Imagination skews U.S. views on Iraq

Did you notice that Switzerland finally joined the United Nations? Its square flag is now flying alongside the symbols of 189 other nations.

I’m told that it took terrorism to dislodge the country of chocolate and watches from its Alps-encased commitment to neutrality. But when I got the news, forgive me, I had a single irreverent thought: Well, now that Switzerland’s joined the U.N., maybe we should, too.

Yes, I know. America was the virtual midwife of this body back in 1945. Our largest city is its capital city. Its ambassadors live close enough to have seen the dust rise from ground zero.

But on Thursday when President Bush switched from comforter in chief to commander in chief, challenging the United Nations to make Iraq obey U.N. resolutions, there were, surely, many among the colorful assembly with reason to doubt our allegiance to the international community.

■ AIM OF THE EXERCISE ■
Please edit the Iraq column from the words "Imagination skews U.S." through "189 other nations.", replacing "Switzerland" with "Norway". The records that come next are separate material, unconnected to the Iraq column.

[Photo-based referring expression data]

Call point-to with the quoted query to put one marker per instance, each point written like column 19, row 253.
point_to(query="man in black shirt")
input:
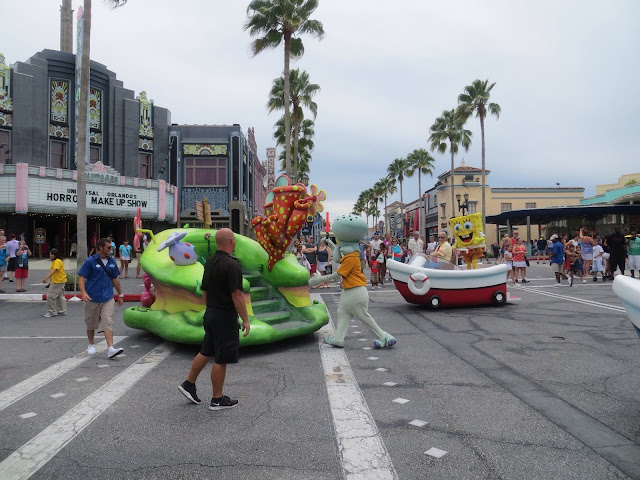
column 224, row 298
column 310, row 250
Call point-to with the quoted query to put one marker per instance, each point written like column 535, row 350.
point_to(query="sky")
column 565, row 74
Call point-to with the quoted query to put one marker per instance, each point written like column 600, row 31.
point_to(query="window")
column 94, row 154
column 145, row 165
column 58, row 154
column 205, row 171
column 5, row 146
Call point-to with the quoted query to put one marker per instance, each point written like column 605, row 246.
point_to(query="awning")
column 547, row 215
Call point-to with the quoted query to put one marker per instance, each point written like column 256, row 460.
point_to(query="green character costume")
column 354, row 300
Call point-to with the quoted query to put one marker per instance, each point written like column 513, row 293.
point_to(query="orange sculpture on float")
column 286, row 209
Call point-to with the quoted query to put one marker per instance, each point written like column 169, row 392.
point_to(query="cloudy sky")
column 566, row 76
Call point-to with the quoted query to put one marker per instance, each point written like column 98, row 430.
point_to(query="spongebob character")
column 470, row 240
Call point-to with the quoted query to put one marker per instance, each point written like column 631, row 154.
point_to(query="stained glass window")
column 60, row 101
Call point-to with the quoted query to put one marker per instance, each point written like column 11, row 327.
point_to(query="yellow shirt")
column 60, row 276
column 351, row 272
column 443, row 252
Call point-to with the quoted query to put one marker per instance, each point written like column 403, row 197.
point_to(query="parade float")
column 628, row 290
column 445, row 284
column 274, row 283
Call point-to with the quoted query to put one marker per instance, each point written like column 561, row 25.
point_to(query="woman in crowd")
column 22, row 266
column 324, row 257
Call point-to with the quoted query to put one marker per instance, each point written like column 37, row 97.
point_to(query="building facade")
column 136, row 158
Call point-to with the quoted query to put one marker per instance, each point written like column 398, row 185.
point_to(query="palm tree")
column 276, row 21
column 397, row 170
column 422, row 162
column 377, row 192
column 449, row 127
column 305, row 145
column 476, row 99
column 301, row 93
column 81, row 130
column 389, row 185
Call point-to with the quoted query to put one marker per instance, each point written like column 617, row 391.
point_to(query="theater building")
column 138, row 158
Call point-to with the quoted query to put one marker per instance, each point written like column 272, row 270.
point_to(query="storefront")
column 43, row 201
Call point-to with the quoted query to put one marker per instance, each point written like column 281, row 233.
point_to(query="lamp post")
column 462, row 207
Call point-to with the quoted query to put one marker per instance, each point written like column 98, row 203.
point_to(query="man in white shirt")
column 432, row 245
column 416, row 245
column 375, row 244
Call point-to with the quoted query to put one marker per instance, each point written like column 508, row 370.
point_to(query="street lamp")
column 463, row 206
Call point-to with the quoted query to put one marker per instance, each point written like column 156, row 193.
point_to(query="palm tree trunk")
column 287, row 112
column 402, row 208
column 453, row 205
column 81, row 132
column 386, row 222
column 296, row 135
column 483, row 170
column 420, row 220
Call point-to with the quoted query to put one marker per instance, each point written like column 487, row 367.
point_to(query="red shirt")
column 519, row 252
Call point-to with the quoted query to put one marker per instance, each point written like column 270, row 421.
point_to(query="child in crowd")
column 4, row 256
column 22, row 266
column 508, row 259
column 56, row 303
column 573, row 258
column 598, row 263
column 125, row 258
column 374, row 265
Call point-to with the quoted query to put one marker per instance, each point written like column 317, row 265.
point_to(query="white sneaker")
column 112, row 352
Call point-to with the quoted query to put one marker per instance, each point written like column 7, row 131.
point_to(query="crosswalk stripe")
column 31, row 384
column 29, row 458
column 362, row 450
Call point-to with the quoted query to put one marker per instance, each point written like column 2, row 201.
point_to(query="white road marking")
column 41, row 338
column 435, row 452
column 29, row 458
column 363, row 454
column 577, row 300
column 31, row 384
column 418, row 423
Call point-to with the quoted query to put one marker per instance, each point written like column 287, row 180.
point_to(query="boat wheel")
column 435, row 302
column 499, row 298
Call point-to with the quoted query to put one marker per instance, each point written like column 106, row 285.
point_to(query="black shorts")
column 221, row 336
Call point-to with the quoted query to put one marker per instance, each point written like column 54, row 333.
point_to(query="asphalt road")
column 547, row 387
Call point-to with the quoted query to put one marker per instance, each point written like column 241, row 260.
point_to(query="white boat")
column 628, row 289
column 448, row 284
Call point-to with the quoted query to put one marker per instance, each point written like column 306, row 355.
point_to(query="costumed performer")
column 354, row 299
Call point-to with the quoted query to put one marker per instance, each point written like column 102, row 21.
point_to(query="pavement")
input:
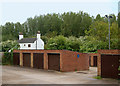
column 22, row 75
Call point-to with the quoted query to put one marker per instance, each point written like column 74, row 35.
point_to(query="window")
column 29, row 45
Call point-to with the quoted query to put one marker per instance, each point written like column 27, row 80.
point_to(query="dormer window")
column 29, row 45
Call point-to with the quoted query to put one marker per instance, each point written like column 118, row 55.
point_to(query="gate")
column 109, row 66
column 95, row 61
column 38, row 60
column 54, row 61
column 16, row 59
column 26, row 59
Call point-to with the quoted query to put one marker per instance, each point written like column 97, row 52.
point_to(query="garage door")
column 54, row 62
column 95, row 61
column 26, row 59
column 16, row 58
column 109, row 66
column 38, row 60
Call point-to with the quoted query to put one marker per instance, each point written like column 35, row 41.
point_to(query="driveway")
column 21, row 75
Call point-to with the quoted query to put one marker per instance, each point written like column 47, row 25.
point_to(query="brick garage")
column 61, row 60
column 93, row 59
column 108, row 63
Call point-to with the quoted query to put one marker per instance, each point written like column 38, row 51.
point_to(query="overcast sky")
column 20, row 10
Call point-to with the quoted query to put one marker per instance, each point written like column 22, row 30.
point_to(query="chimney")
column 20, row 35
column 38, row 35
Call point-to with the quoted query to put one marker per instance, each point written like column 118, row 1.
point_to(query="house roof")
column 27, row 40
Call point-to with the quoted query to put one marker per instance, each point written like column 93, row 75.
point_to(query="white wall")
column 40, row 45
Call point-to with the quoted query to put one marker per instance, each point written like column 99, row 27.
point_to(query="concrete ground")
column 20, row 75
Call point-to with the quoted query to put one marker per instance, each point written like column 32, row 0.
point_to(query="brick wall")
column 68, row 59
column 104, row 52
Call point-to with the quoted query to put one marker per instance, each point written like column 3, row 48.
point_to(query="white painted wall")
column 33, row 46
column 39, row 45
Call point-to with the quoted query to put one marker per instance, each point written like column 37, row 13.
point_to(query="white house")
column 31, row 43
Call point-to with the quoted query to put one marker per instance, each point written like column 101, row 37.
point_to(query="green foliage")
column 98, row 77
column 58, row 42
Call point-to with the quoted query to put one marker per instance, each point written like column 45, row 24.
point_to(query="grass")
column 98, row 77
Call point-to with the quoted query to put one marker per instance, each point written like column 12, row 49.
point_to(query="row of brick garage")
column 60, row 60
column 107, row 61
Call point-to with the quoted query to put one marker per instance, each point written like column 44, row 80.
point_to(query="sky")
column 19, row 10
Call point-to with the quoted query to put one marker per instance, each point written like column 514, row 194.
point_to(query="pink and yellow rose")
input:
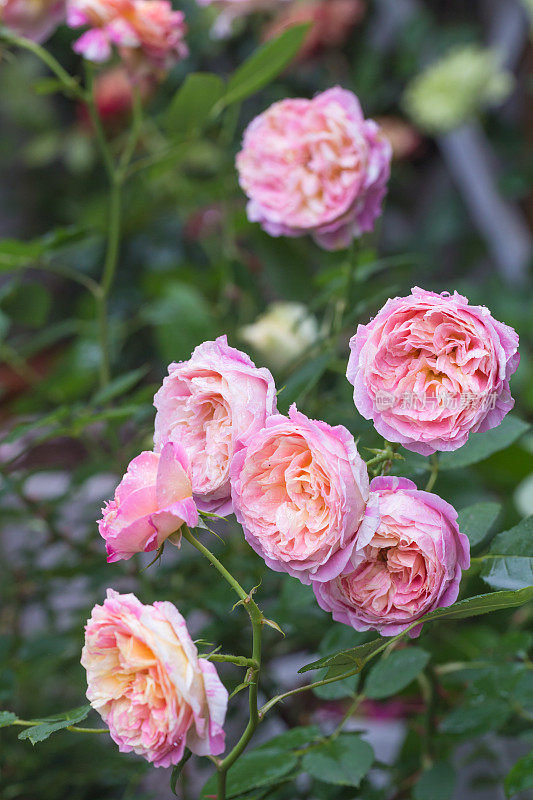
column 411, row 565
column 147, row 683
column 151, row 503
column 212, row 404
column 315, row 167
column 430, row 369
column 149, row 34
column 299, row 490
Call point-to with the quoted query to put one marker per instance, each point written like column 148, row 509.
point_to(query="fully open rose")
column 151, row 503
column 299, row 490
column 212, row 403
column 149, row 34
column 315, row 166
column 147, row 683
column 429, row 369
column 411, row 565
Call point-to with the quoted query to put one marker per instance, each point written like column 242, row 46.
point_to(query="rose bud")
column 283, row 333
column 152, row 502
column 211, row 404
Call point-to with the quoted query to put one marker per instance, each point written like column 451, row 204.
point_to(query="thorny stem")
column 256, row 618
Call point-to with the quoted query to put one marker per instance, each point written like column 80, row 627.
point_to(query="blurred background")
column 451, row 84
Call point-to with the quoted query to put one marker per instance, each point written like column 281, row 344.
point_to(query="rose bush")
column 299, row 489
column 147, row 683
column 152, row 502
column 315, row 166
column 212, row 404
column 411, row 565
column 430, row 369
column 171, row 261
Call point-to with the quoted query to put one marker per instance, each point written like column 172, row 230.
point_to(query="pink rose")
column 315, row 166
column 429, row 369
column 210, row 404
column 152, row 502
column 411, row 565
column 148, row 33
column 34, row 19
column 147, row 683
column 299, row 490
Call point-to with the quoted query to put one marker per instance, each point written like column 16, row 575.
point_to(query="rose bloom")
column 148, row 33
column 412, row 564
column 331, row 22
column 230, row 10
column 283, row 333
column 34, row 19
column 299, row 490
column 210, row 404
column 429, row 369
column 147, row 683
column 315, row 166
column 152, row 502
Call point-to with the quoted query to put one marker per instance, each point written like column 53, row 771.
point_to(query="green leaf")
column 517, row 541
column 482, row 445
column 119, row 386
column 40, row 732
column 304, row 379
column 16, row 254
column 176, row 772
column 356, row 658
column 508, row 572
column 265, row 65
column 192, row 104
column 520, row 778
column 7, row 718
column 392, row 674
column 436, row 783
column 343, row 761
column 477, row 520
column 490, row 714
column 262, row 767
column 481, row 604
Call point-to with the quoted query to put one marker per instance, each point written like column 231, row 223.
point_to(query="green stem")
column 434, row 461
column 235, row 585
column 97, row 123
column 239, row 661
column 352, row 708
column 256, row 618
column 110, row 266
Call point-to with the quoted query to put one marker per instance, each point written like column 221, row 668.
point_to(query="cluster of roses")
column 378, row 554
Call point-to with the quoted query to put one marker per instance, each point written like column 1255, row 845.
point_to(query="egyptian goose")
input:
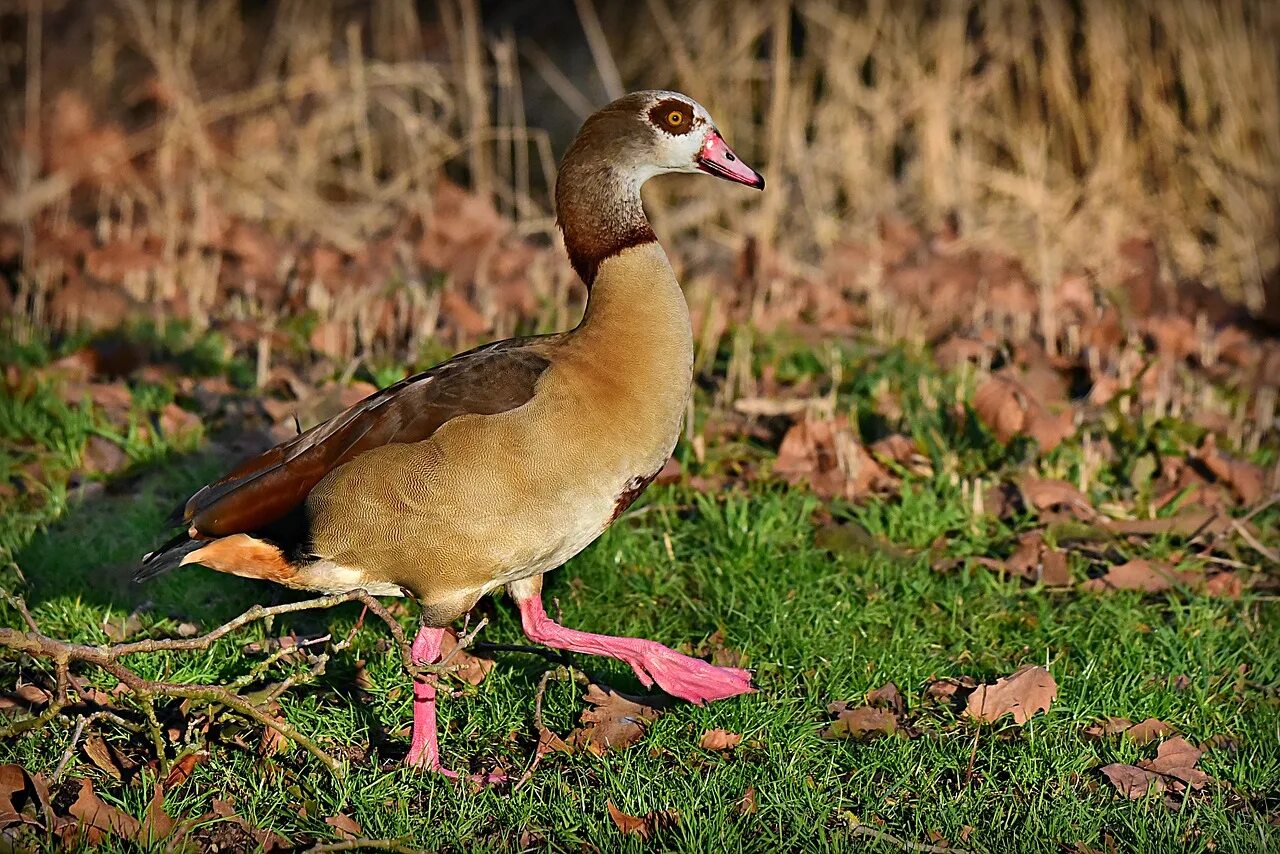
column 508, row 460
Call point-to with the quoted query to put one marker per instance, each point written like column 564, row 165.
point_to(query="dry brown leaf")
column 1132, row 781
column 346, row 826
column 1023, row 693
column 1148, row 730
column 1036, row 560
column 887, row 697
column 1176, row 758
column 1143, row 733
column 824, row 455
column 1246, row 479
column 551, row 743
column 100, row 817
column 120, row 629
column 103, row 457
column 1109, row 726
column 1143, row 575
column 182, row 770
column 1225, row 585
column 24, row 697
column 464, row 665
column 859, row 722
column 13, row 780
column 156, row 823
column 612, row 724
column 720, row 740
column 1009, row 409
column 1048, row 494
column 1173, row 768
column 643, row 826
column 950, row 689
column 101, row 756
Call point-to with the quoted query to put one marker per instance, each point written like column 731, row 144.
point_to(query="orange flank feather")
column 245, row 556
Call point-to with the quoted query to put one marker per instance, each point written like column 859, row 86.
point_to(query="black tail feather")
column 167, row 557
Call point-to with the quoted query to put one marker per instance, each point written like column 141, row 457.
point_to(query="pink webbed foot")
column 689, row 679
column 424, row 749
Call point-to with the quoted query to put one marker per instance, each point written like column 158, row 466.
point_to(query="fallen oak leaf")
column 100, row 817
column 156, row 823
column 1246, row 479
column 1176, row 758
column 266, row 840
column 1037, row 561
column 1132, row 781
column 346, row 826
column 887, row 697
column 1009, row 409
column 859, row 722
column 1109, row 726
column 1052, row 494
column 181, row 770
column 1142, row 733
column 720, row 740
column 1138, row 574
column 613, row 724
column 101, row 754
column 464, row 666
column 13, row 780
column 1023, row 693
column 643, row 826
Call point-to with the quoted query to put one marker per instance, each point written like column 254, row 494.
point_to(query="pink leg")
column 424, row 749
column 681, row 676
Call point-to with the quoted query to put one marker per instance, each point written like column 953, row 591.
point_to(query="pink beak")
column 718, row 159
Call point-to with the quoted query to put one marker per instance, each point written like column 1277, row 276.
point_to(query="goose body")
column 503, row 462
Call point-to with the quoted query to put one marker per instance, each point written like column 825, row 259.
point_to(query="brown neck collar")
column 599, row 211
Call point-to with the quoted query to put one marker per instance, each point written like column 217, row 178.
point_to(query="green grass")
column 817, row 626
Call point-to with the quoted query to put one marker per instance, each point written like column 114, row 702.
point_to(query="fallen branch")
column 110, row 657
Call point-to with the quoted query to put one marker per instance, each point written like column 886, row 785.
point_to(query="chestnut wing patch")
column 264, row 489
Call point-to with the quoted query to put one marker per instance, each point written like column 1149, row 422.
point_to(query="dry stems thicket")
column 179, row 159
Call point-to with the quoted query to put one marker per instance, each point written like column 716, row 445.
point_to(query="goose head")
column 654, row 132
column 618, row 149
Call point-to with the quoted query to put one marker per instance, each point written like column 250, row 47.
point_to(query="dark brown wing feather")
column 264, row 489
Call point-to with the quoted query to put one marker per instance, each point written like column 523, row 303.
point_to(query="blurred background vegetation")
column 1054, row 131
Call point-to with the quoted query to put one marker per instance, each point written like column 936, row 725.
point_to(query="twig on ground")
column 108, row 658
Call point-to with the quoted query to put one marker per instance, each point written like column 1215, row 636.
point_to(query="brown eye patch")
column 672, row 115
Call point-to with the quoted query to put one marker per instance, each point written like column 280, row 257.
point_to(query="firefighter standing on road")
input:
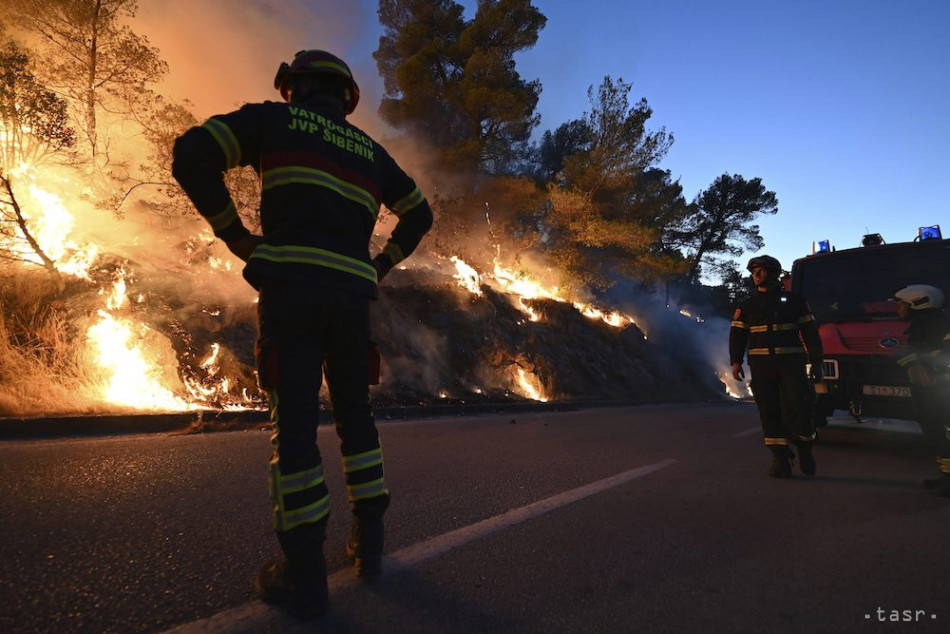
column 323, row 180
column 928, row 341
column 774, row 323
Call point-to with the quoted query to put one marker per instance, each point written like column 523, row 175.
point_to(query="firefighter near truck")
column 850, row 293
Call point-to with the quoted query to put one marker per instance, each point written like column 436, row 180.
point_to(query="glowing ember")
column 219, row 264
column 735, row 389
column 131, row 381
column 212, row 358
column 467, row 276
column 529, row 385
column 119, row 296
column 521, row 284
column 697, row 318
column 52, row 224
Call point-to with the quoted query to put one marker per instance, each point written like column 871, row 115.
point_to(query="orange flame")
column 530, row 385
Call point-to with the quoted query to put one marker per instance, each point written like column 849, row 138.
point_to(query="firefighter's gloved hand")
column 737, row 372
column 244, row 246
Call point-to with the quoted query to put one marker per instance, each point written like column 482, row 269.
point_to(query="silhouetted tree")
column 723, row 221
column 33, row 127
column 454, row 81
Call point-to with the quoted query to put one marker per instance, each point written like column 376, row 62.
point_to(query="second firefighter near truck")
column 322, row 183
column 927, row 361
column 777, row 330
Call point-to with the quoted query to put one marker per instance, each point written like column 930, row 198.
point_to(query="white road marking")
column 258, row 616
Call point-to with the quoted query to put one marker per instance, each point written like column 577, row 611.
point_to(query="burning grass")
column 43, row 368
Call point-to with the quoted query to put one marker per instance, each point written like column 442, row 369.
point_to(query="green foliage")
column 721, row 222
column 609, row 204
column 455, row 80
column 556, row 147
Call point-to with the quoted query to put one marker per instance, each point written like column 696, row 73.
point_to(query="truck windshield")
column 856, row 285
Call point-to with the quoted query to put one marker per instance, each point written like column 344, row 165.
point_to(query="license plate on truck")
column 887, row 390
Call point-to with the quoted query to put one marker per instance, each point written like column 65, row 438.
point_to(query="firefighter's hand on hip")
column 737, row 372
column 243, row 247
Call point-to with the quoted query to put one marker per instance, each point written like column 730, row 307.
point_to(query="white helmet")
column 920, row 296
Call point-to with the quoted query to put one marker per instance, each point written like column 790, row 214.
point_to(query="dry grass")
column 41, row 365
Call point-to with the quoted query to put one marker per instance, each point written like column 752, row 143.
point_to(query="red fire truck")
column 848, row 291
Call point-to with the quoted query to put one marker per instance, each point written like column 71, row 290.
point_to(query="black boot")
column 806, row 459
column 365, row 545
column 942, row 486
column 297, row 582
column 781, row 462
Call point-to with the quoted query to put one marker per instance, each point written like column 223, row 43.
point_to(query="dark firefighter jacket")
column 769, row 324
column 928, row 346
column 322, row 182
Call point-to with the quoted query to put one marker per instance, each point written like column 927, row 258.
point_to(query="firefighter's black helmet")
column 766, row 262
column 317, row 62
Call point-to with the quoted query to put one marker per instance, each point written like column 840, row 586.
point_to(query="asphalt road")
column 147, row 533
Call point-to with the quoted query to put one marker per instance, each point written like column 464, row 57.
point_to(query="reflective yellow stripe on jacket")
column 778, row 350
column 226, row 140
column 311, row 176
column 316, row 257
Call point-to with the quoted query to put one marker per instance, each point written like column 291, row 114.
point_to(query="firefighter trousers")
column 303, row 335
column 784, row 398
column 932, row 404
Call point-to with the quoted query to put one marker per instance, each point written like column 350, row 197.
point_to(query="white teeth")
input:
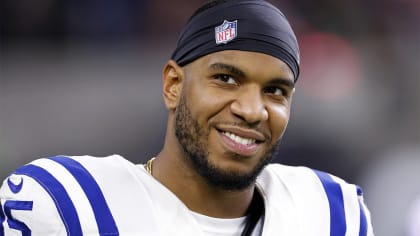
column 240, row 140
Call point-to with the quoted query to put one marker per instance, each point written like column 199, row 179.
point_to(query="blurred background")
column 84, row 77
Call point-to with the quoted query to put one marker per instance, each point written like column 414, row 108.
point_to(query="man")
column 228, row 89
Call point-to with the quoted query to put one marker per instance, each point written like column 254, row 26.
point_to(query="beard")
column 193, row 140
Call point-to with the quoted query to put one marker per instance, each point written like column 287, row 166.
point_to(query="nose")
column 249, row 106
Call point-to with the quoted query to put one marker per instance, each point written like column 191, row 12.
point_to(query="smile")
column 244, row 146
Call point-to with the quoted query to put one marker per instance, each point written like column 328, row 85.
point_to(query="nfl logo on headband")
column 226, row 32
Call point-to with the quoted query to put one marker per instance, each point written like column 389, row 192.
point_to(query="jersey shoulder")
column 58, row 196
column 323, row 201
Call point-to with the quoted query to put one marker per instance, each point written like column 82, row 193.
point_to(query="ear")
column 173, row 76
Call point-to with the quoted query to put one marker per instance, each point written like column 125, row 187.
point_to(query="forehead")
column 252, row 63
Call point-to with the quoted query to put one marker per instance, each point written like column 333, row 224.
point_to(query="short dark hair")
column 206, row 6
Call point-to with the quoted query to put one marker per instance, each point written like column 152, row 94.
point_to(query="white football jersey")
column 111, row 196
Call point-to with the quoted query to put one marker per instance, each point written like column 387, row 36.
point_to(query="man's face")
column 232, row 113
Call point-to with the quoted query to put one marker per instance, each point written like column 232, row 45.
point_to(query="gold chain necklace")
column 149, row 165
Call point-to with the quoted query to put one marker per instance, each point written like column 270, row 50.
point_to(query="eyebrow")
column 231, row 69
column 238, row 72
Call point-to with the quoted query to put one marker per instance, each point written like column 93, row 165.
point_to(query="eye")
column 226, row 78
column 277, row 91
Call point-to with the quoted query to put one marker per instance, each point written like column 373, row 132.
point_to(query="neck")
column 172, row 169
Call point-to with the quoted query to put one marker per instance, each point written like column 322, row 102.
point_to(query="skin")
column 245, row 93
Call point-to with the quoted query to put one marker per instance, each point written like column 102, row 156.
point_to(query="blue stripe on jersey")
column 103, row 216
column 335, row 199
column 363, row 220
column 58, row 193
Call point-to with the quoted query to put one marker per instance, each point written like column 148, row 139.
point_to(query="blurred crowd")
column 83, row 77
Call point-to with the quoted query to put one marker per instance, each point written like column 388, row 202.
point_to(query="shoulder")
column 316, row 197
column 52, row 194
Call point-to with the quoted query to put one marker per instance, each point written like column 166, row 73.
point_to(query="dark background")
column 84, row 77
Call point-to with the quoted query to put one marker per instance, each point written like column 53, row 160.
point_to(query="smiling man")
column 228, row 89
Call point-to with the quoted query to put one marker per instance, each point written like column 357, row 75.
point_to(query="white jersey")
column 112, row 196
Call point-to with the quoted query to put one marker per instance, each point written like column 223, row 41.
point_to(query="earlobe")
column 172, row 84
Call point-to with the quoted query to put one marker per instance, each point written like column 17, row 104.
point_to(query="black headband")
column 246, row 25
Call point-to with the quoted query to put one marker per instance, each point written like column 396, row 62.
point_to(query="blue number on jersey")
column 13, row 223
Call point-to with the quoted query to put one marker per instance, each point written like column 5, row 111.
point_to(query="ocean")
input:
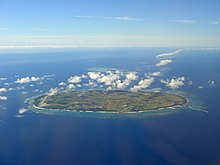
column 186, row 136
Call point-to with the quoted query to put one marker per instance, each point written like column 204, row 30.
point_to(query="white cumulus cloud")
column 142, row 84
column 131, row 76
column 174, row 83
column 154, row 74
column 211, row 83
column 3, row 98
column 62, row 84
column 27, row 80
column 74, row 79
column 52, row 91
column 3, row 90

■ SOLUTION ■
Imagination skews U.S. views on Iraq

Did you notice that Norway finally joined the United Nations? Its square flag is now flying alongside the symbols of 189 other nations.